ECLI:NL:RBDHA:2021:134
Rechtbank Den Haag
- Verschoning
- Rechtspraak.nl
Toewijzing van een verschoningsverzoek in bestuursrechtelijke procedure
Op 12 januari 2021 heeft de meervoudige verschoningskamer van de Rechtbank Den Haag een beslissing genomen op het verschoningsverzoek van mr. A. Drahmann, rechter in de rechtbank Den Haag, in de zaak met kenmerk SGR AWB 19/4626 WATER G 1C. De eisers in deze procedure zijn Park Schiphol-Rijk U.A., Park Data Hub 3.0 U.A., Forward Business Parks 2000 N.V., Chip(s)hol III B.V., Chipshol IV B.V., Verhoef Beheer B.V., ASR Levensverzekering N.V., Stichting Parkmanagement Schiphol, Vastgoed Roetveld B.V. en LSREF4 Dutch REO Holdings S.A.R.L., bijgestaan door mr. H.J.M. van Schie. De verweerder is het College van Dijkgraaf en Hoogheemraden van het Hoogheemraadschap Rijnland, met Schiphol Nederland B.V. als belanghebbende partij, bijgestaan door mr. F. Onrust.

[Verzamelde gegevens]
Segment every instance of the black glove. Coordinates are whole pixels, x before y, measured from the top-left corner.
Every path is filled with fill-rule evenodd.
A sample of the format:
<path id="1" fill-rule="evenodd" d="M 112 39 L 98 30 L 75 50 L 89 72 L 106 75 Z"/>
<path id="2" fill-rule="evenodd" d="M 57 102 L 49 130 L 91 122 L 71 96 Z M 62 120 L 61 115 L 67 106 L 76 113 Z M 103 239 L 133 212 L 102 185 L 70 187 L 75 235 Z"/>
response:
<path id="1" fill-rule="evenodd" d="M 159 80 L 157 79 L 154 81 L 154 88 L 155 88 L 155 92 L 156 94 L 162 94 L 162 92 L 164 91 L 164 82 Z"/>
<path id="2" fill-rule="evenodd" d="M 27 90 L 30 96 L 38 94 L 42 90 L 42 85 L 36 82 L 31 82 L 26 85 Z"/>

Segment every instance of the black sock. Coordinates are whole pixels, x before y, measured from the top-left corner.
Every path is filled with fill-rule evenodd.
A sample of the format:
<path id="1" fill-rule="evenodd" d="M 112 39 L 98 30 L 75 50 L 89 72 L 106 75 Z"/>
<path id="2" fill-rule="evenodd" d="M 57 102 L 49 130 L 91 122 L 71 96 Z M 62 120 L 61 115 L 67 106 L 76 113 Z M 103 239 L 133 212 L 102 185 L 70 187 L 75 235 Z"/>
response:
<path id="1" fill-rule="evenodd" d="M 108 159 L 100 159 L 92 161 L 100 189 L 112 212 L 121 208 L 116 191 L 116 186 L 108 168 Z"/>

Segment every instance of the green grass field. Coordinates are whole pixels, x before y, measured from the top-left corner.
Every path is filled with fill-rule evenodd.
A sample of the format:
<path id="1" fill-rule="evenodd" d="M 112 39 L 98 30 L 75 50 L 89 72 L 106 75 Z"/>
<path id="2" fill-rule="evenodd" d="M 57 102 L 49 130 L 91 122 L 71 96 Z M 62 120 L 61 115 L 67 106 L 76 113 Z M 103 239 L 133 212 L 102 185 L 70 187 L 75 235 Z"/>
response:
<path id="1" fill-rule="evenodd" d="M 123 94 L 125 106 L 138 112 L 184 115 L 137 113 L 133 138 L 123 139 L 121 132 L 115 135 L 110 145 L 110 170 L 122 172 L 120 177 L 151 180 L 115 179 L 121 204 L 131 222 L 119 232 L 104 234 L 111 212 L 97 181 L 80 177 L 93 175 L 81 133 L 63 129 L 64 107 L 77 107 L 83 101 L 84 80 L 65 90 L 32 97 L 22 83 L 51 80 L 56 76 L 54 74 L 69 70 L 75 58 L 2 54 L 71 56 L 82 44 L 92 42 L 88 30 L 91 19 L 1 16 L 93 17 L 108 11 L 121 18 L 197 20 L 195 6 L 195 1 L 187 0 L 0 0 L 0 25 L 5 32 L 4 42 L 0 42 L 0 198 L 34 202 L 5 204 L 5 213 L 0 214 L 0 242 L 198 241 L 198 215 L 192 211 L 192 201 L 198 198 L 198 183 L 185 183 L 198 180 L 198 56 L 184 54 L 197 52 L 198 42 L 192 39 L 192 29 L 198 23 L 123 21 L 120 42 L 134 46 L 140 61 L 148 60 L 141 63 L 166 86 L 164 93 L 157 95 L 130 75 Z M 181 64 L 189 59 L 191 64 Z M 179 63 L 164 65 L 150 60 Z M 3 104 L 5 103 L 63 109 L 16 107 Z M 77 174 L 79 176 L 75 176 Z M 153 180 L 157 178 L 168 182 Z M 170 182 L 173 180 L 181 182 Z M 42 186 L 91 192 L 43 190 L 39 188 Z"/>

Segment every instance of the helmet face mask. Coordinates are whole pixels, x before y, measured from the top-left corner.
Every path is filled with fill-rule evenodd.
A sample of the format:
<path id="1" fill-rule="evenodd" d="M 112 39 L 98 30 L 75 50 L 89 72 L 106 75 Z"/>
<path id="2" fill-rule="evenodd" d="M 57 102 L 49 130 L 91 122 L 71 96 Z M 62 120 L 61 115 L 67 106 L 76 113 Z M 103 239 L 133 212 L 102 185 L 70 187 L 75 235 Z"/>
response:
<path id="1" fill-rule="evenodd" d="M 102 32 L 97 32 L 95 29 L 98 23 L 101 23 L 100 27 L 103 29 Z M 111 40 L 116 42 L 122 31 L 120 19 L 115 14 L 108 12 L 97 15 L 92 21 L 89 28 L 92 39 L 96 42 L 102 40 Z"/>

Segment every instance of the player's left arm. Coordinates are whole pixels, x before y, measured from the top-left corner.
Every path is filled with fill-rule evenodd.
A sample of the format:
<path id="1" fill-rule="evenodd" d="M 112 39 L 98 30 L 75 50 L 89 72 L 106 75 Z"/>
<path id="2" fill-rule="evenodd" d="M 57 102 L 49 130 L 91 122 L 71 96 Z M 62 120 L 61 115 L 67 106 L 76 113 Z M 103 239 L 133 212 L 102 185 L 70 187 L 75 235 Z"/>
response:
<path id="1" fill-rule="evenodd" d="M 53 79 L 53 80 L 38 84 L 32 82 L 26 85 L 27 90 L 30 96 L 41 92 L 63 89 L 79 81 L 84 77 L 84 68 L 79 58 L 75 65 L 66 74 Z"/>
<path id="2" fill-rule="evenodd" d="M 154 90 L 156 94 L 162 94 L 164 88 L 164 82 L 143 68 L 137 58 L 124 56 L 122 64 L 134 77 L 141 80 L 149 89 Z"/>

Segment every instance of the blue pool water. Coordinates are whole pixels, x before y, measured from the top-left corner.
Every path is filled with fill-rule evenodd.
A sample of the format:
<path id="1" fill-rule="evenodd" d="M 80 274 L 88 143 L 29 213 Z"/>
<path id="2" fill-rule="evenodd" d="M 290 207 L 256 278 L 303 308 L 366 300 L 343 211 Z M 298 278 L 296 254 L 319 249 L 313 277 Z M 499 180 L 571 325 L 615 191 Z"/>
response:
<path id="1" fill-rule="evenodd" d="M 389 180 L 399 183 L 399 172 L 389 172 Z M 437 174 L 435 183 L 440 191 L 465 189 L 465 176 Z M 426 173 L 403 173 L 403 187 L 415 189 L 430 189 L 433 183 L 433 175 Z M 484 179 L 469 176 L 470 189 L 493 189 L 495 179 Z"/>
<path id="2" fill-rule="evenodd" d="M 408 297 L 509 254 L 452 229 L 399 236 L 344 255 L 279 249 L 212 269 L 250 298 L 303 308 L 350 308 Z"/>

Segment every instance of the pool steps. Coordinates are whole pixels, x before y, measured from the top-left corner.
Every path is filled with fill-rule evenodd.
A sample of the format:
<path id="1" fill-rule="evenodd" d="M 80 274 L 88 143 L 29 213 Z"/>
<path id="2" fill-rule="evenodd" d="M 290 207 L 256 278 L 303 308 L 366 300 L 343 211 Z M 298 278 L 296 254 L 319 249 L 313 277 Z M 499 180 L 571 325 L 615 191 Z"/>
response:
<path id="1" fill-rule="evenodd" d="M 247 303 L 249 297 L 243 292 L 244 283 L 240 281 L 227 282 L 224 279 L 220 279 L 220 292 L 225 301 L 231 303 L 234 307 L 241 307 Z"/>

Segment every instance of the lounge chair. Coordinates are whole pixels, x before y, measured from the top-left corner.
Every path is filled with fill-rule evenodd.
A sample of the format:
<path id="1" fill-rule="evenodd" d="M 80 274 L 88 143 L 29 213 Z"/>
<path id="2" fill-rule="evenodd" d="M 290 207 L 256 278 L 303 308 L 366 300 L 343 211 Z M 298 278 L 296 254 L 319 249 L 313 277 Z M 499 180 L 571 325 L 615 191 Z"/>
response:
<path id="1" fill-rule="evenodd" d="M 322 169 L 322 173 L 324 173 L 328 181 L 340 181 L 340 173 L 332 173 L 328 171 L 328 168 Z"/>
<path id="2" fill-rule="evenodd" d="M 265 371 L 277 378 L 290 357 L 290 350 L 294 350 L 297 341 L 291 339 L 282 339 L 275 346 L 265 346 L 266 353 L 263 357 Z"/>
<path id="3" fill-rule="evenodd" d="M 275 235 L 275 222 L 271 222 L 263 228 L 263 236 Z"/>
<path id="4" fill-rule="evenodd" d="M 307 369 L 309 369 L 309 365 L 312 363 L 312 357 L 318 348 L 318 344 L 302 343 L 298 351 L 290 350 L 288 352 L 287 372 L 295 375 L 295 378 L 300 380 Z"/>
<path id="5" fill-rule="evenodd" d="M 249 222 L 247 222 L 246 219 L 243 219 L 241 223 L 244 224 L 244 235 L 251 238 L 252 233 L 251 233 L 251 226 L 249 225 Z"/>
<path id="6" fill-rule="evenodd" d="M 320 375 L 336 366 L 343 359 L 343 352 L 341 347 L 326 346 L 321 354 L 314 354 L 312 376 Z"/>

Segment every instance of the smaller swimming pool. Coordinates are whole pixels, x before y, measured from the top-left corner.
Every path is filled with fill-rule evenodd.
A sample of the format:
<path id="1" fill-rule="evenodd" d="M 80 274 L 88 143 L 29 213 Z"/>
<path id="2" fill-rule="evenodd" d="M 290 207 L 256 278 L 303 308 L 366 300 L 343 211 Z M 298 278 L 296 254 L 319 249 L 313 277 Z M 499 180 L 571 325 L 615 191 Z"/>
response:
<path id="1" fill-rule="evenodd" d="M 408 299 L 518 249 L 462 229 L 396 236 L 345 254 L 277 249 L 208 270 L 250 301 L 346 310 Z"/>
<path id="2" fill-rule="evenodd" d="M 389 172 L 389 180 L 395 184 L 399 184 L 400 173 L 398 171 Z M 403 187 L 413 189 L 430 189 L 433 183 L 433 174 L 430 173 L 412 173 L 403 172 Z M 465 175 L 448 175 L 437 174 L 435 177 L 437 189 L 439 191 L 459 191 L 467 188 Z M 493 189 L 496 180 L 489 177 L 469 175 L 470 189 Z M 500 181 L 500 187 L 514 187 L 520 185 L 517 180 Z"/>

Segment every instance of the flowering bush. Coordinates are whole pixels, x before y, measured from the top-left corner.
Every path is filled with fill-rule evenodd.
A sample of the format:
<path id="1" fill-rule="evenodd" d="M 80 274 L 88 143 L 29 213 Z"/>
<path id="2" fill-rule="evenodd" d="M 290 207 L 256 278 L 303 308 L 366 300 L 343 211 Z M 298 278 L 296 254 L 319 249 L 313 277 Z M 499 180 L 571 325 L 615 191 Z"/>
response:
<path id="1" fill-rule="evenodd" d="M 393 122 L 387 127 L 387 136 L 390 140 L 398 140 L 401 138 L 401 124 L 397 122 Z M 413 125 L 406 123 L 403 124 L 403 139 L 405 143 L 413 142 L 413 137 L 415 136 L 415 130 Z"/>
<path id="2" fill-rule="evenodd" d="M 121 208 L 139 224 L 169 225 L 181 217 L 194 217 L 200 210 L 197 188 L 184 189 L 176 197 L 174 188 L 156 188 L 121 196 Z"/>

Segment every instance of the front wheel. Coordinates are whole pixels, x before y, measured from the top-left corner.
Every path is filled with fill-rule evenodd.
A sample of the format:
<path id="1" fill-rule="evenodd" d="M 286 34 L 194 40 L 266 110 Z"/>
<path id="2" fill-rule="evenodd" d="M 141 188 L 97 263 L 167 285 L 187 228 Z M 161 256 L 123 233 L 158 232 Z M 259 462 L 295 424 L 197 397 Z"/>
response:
==
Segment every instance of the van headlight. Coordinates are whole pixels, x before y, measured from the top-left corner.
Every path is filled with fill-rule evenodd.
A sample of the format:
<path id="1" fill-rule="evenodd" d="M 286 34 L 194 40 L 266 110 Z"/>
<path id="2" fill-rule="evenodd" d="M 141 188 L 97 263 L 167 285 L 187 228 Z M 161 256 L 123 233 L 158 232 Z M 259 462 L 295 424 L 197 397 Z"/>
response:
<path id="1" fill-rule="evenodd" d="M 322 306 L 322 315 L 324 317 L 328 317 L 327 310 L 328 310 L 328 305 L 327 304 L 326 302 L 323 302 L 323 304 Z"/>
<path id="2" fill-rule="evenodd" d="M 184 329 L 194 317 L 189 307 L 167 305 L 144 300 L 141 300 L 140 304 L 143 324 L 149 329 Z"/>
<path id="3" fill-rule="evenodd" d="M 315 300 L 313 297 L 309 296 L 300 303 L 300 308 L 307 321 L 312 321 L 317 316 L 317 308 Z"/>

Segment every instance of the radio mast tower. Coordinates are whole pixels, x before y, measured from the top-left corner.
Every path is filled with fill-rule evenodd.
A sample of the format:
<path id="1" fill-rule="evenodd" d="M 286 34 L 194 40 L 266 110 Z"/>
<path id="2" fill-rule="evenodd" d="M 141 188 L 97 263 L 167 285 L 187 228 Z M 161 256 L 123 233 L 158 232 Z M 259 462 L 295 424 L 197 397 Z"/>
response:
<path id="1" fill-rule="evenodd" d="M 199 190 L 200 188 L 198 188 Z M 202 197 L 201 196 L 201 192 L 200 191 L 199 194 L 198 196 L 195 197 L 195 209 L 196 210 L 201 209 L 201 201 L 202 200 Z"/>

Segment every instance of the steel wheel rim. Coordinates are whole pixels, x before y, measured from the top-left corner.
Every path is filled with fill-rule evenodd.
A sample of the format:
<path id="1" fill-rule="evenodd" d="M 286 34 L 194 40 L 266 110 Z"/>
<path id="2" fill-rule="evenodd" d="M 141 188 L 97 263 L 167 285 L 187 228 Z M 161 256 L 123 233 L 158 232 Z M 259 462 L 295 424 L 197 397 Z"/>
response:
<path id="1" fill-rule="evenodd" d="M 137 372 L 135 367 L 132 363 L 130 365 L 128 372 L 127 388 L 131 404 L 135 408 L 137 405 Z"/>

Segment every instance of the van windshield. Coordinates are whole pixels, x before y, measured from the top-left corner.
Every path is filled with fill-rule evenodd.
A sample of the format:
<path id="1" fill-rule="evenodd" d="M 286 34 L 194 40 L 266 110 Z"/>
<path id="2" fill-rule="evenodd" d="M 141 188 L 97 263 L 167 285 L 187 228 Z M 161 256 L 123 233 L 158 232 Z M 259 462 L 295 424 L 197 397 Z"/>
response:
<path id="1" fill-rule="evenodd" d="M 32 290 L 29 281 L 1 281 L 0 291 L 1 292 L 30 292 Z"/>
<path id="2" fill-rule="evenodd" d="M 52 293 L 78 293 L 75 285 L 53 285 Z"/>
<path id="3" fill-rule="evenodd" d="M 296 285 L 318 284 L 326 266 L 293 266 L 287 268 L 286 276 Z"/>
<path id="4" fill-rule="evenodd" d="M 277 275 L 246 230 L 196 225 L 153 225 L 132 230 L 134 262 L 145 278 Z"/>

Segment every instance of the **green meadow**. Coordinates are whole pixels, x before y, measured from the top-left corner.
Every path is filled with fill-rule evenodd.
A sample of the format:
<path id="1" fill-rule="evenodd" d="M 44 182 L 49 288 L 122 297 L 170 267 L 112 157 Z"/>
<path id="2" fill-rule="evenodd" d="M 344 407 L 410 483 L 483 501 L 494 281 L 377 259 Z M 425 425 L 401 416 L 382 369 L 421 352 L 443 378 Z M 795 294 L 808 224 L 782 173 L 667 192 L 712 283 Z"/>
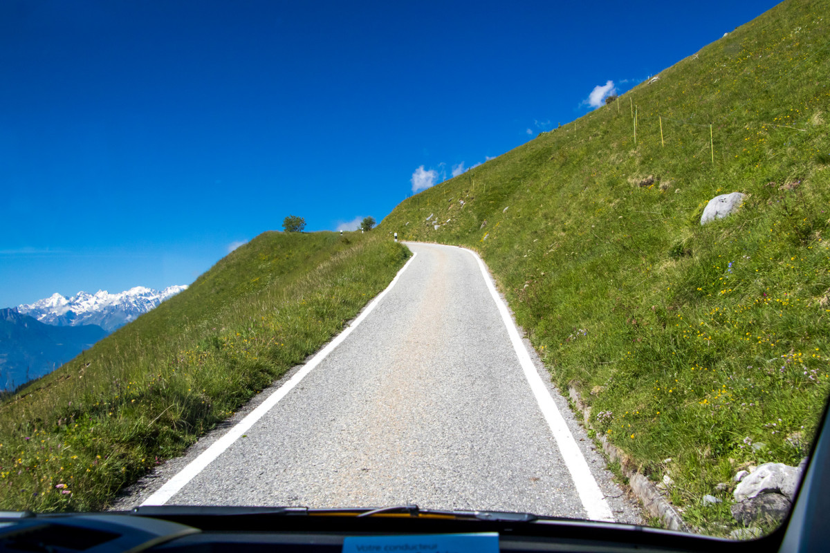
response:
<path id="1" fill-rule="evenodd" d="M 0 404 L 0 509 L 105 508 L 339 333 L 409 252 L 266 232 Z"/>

- [OPDRACHT 1] Neem uit de tekst over het verschoningsverzoek letterlijk het stuk over dat begint bij "ECLI:NL:RBDHA:2021:134" en doorloopt tot en met "mr. F. Onrust.".
- [OPDRACHT 2] Schrijf een vervolg op de tekst over de beslissing op het verschoningsverzoek, aansluitend op de laatste zin.

- [ANTWOORD 1]
ECLI:NL:RBDHA:2021:134
Rechtbank Den Haag
- Verschoning
- Rechtspraak.nl
Toewijzing van een verschoningsverzoek in bestuursrechtelijke procedure
Op 12 januari 2021 heeft de meervoudige verschoningskamer van de Rechtbank Den Haag een beslissing genomen op het verschoningsverzoek van mr. A. Drahmann, rechter in de rechtbank Den Haag, in de zaak met kenmerk SGR AWB 19/4626 WATER G 1C. De eisers in deze procedure zijn Park Schiphol-Rijk U.A., Park Data Hub 3.0 U.A., Forward Business Parks 2000 N.V., Chip(s)hol III B.V., Chipshol IV B.V., Verhoef Beheer B.V., ASR Levensverzekering N.V., Stichting Parkmanagement Schiphol, Vastgoed Roetveld B.V. en LSREF4 Dutch REO Holdings S.A.R.L., bijgestaan door mr. H.J.M. van Schie. De verweerder is het College van Dijkgraaf en Hoogheemraden van het Hoogheemraadschap Rijnland, met Schiphol Nederland B.V. als belanghebbende partij, bijgestaan door mr. F. Onrust.

- [ANTWOORD 2]
Het verschoningsverzoek is ingediend op 10 januari 2021 en is niet ter zitting behandeld, aangezien een verschoningsverzoek niet verplicht ter terechtzitting hoeft te worden behandeld. De rechter heeft het verzoek gebaseerd op de omstandigheden dat een procespartij deel uitmaakt van zijn persoonlijke of zakelijke kennissenkring en dat hij in zijn voormalige dienstbetrekking betrokken is geweest bij een procespartij of bij de zaak. De rechtbank heeft overwogen dat, hoewel een rechter op grond van zijn aanstelling wordt vermoed onpartijdig te zijn, uitzonderlijke omstandigheden kunnen wijzen op vooringenomenheid of een terechte vrees daarvoor.
De rechtbank heeft geoordeeld dat het verschoningsverzoek terecht is ingediend om de schijn van partijdigheid te vermijden. Het verzoek is toegewezen, wat betekent dat de behandeling van de hoofdzaak door een andere rechter moet worden overgenomen. De beslissing is genomen in raadkamer en een afschrift van deze beslissing zal worden toegezonden aan de betrokken partijen en de rechter.